**Task goal**:
Reproduce word for word the stretch from the line containing "of the brown" through the end of the items, including both ends.

=======

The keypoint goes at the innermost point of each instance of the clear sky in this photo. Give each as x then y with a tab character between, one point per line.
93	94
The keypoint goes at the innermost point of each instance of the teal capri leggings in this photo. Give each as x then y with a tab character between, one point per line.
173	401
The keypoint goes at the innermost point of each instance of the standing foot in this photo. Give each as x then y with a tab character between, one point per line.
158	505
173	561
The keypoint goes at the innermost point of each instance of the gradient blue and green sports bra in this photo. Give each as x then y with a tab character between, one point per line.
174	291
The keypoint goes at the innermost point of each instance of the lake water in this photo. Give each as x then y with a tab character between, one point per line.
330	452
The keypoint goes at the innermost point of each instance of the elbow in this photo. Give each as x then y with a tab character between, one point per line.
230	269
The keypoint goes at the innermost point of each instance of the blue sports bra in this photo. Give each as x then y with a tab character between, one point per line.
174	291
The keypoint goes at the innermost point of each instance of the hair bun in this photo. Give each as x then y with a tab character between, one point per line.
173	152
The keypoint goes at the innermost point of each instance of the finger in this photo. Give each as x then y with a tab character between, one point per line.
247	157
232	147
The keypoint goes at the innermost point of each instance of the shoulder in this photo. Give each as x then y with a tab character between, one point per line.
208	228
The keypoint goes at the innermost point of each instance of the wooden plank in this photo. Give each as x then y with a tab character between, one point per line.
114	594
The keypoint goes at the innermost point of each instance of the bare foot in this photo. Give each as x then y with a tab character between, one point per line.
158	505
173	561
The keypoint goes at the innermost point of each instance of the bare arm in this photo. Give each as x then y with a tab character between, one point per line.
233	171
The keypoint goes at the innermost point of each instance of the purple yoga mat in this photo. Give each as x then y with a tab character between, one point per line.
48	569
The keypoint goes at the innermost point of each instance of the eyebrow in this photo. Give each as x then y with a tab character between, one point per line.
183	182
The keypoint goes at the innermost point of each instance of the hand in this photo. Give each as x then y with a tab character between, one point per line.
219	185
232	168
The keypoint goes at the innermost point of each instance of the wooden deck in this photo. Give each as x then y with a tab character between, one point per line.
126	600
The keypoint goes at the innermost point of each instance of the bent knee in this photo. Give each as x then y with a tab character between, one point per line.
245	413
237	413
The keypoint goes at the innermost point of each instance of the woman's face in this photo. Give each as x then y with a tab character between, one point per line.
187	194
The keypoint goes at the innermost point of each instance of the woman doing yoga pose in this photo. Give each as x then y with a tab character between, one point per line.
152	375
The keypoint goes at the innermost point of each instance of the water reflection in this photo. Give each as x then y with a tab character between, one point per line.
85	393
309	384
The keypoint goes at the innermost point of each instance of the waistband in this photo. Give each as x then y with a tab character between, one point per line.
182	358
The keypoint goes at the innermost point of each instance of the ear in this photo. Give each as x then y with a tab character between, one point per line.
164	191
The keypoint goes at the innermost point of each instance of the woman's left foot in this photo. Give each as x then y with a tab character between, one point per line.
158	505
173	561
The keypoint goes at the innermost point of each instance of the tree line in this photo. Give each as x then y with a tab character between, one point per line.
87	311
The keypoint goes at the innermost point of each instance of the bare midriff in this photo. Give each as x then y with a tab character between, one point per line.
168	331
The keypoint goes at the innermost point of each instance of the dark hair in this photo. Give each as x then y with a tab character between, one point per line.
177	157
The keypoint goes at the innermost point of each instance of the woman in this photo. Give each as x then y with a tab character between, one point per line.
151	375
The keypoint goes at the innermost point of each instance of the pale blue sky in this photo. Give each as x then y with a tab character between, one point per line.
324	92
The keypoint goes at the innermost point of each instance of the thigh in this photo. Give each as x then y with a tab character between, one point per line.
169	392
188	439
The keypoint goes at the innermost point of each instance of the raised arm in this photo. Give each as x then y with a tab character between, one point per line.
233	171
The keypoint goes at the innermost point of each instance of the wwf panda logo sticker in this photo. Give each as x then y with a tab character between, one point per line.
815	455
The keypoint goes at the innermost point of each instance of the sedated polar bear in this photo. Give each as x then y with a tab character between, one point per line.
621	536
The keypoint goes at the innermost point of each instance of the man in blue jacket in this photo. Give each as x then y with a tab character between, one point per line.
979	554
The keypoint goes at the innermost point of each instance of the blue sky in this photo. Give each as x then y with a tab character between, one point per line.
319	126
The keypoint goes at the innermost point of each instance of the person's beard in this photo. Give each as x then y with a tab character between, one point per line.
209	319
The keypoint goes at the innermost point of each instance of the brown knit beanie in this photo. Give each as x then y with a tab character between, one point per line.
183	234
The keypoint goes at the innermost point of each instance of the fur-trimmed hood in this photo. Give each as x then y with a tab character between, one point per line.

=======

**Result**:
The keypoint goes at the innermost point of each instance of the brown knit beanie in this photo. Give each as x then y with a tab character between, one point per line.
183	234
The keypoint goes at the innermost point of each instance of the fur-trimmed hood in this photo. Give each as x then y with a tab character between, one point per line.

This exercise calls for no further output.